→ **課題概要**: 記録の先頭から「[431,320,440,332]」を含む行までを、両端の行も含めて一字一句変えずに書き写してください。

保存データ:
※

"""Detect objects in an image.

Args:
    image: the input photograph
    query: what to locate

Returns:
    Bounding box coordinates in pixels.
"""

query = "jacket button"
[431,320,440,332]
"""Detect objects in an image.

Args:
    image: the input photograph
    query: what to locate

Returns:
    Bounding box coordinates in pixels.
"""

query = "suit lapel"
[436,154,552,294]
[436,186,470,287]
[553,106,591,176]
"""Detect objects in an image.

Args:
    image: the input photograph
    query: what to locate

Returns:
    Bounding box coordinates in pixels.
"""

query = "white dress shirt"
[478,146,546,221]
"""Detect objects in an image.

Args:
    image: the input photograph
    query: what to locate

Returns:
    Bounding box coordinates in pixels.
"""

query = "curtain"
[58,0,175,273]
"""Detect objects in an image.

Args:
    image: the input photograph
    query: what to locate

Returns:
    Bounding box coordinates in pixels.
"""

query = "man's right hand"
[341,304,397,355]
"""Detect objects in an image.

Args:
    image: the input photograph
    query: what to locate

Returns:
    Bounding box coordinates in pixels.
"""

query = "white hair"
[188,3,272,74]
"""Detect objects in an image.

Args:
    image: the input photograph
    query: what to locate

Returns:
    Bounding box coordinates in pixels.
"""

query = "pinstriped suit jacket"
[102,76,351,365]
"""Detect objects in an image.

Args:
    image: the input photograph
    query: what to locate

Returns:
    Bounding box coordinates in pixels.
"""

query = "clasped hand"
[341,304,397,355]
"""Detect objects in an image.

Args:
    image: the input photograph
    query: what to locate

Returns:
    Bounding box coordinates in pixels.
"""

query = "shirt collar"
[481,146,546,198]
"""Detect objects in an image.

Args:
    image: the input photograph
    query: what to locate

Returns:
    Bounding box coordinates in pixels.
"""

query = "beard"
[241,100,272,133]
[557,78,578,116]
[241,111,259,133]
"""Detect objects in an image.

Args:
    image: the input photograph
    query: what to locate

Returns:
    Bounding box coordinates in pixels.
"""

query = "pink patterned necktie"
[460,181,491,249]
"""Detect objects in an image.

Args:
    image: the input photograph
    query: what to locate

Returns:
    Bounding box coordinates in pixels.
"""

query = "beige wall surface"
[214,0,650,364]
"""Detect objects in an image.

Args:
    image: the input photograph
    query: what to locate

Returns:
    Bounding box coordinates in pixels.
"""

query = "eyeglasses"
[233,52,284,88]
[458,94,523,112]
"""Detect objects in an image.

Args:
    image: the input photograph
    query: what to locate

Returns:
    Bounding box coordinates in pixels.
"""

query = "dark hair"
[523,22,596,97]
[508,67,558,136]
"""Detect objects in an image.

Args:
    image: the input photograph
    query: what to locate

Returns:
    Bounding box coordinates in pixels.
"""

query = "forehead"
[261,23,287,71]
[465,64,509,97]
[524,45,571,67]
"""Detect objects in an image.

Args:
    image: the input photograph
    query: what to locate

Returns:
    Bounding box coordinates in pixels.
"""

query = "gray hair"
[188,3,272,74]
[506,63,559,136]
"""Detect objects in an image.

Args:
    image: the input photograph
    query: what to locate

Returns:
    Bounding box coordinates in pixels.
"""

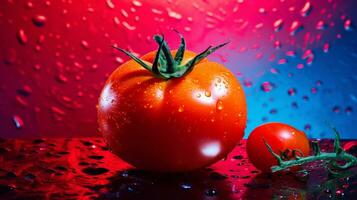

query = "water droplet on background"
[32,15,47,27]
[16,29,28,45]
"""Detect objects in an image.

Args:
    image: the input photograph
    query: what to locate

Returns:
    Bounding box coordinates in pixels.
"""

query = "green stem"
[271,153,357,172]
[262,128,357,174]
[113,31,228,80]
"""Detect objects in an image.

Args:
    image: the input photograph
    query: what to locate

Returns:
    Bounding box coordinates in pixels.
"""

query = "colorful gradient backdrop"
[0,0,357,138]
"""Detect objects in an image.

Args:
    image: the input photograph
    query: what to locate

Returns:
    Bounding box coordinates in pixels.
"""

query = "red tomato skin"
[247,122,310,172]
[98,51,247,172]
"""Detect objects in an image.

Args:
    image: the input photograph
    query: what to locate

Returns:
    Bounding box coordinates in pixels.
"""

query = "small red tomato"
[98,36,246,171]
[247,123,310,172]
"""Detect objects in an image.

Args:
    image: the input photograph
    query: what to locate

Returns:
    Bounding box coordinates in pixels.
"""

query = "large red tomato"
[98,36,246,171]
[247,123,310,172]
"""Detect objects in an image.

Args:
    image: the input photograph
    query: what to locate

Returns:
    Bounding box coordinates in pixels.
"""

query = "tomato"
[247,123,310,172]
[98,34,247,172]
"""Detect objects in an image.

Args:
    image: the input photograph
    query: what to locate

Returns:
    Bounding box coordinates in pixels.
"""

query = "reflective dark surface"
[0,138,357,200]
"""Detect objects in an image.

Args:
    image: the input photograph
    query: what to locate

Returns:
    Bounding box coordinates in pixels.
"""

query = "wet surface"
[0,138,357,200]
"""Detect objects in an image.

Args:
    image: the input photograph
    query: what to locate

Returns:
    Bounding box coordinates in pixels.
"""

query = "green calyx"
[113,31,228,79]
[263,128,357,176]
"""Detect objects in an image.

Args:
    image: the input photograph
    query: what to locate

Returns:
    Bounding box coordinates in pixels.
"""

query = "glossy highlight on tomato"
[247,122,310,172]
[98,34,247,172]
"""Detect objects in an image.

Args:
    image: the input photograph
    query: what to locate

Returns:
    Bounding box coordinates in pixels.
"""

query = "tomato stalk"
[113,31,228,79]
[263,128,357,175]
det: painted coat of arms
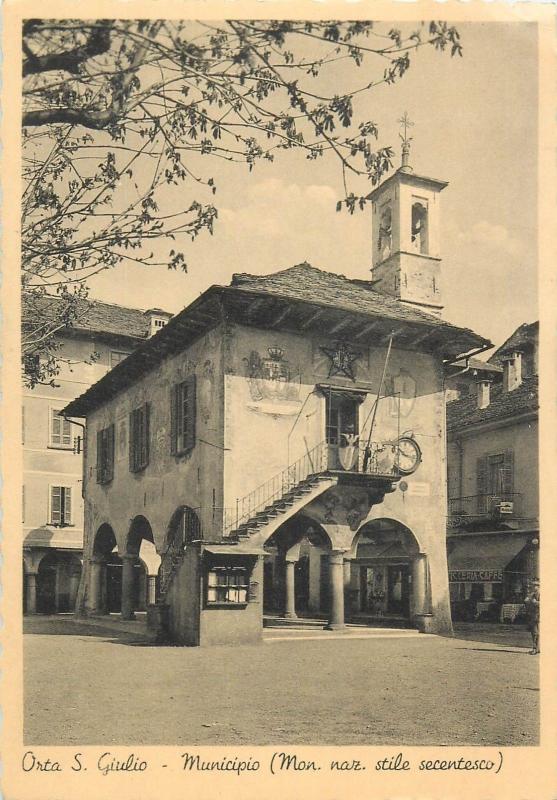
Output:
[244,347,300,401]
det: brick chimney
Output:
[476,378,491,409]
[503,351,522,392]
[144,308,173,336]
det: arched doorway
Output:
[263,514,331,617]
[36,550,81,614]
[166,506,201,552]
[157,506,202,596]
[89,523,116,614]
[350,519,420,622]
[101,550,147,614]
[122,514,155,619]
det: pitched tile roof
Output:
[447,375,538,433]
[23,295,150,339]
[65,263,491,416]
[489,321,540,365]
[451,358,503,375]
[231,261,480,340]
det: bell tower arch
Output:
[369,115,448,316]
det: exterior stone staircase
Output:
[227,472,338,544]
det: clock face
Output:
[398,436,422,475]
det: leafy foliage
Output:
[22,19,461,384]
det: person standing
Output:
[524,580,540,656]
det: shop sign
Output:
[408,481,430,497]
[449,569,503,583]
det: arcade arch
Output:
[349,518,429,623]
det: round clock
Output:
[397,436,422,475]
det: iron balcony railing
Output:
[223,436,400,536]
[449,492,522,524]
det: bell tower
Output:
[368,113,448,316]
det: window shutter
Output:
[128,411,135,472]
[501,450,514,494]
[64,486,72,525]
[170,384,179,455]
[141,403,151,467]
[97,431,104,483]
[50,411,62,444]
[476,456,488,511]
[105,424,114,482]
[50,486,62,525]
[59,417,72,444]
[184,375,196,450]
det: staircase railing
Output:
[223,442,329,536]
[223,434,400,536]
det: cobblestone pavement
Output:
[24,618,539,746]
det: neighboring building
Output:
[445,357,503,403]
[447,322,539,620]
[65,152,490,645]
[22,297,171,614]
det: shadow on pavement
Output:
[23,617,137,639]
[456,647,529,656]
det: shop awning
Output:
[203,544,265,556]
[23,527,83,550]
[448,534,530,581]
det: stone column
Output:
[89,556,104,614]
[147,575,157,606]
[284,560,297,619]
[122,553,137,619]
[412,553,429,617]
[325,550,345,631]
[25,572,37,614]
[69,572,80,611]
[343,557,354,617]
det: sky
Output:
[90,22,538,354]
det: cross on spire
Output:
[397,111,414,171]
[397,111,414,143]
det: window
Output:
[207,566,249,604]
[412,203,428,254]
[456,383,470,400]
[476,450,514,511]
[129,403,149,472]
[50,486,72,525]
[97,425,114,483]
[170,375,196,455]
[110,350,129,369]
[23,353,41,375]
[325,392,361,446]
[50,409,72,450]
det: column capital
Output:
[329,549,349,564]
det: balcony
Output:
[448,492,522,528]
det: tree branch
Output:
[23,25,111,78]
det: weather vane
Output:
[397,111,414,144]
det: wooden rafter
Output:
[354,320,380,339]
[300,308,325,331]
[269,306,292,328]
[327,317,352,335]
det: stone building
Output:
[65,153,490,645]
[447,322,539,620]
[22,297,170,614]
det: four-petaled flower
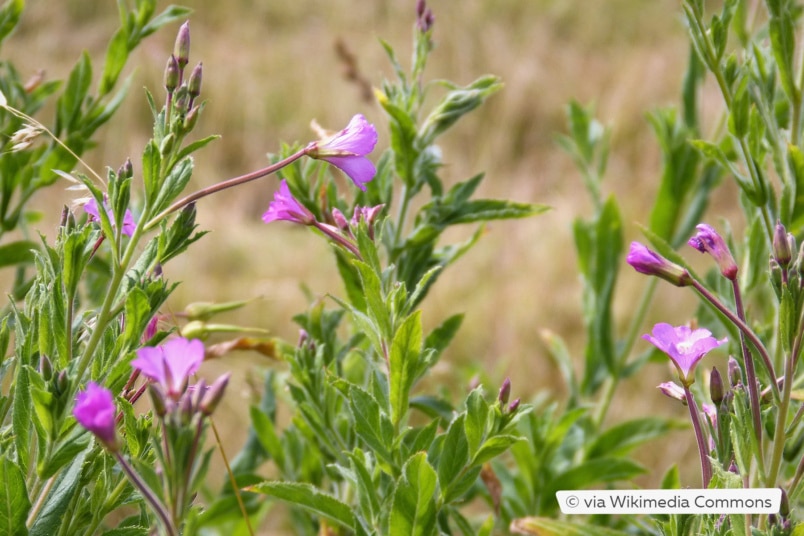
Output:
[73,382,117,450]
[131,337,204,400]
[305,114,377,190]
[642,323,726,386]
[625,242,692,287]
[84,198,137,236]
[262,179,315,225]
[687,223,737,281]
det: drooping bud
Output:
[173,21,190,71]
[199,372,232,416]
[182,104,201,132]
[497,378,511,406]
[117,158,134,179]
[187,63,203,99]
[729,356,743,389]
[626,242,692,287]
[709,367,725,405]
[39,354,53,381]
[687,223,737,281]
[656,382,687,406]
[148,382,168,417]
[332,208,349,232]
[164,54,179,94]
[773,221,793,270]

※

→ **以下回答**:
"""Detect objects in an image.

Args:
    image: the input photograph
    query: what to locate

Returns:
    Bounding box coordinates in pixels.
"""

query = "jacket button"
[431,320,440,332]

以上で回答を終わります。